## Instructions to follow
Transcribe the listing in full, excluding any pictures.

## Data

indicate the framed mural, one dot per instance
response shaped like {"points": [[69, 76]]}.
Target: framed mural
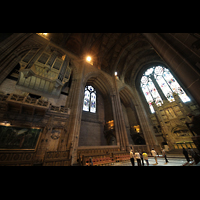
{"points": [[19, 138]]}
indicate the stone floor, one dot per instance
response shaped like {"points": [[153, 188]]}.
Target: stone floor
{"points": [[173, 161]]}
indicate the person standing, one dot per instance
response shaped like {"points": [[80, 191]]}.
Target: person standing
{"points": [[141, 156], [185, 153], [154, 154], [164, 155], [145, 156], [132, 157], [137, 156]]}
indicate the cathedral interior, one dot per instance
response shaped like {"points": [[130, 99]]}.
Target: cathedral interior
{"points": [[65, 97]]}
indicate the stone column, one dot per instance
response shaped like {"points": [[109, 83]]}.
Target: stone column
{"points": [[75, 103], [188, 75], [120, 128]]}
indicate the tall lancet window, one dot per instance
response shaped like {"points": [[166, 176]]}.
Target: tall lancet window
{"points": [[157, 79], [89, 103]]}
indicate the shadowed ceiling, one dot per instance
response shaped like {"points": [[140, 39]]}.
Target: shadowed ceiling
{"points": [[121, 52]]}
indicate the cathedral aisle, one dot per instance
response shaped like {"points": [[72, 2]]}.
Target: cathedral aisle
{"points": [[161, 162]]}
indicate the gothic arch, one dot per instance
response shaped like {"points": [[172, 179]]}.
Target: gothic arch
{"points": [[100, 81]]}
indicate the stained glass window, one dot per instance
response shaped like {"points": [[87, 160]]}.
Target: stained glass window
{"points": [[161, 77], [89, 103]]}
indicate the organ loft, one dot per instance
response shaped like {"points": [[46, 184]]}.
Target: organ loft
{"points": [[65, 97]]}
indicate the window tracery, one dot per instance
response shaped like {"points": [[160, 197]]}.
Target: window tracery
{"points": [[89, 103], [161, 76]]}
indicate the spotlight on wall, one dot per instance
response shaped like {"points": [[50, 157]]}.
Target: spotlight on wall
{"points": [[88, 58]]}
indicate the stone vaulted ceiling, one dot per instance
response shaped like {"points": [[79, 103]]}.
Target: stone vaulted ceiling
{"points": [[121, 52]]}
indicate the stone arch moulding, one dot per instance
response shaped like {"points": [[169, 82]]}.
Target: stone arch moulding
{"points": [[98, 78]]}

## Output
indicate the framed mural, one dot per instance
response shaped like {"points": [[69, 76]]}.
Target: framed mural
{"points": [[19, 138]]}
indicate the stone floor, one dot per instance
response shaped like {"points": [[153, 188]]}.
Target: stone floor
{"points": [[173, 161]]}
indicate the person standing, one dot per instance
response shaped like {"points": [[80, 191]]}.
Target: person standing
{"points": [[141, 156], [185, 153], [154, 154], [164, 155], [145, 156], [132, 157], [137, 156]]}
indicate the cathedral interior, one dot per instance
response shaped like {"points": [[130, 99]]}.
Target: cathedral interior
{"points": [[65, 97]]}
indicate the stone column, one dot per instance
response shaped like {"points": [[109, 83]]}.
Target: stone column
{"points": [[75, 103], [188, 75], [120, 128]]}
indicate the tall lancet window, one dot per instance
response shaped like {"points": [[166, 176]]}.
Target: tall lancet window
{"points": [[157, 79], [89, 103]]}
indicate the shadowed ceiling, one dot per instance
response shaped like {"points": [[140, 39]]}.
Target: shadowed ceiling
{"points": [[121, 52]]}
indicate the cathedral aisle, one dot per instance
response shaped like {"points": [[72, 2]]}.
Target: cathedral aisle
{"points": [[161, 162]]}
indicate the gothic arch, one dot per instance
response shaped like {"points": [[172, 179]]}.
Target: gothic arch
{"points": [[100, 81]]}
indicate the stained glass window, one dot per instance
response shaped like {"points": [[87, 160]]}.
Target: stained glass window
{"points": [[161, 77], [89, 103]]}
indicate the organ loft, one dot per instance
response shaped like {"points": [[46, 184]]}.
Target: organ loft
{"points": [[65, 97]]}
indicate the window tracery, one dot per instance
response shaped like {"points": [[160, 197]]}.
Target: window tracery
{"points": [[89, 103], [161, 76]]}
indicate the spotlight on wall, one dot per instance
response shaped like {"points": [[50, 157]]}.
Target: spotlight on wall
{"points": [[88, 58]]}
indicate the stone vaulted ceiling, one dot per instance
response shaped like {"points": [[79, 103]]}.
Target: stone vaulted ceiling
{"points": [[121, 52]]}
indicate the stone arch moulding, one dot per instance
response shaped like {"points": [[169, 82]]}.
Target: stone arch moulding
{"points": [[98, 78]]}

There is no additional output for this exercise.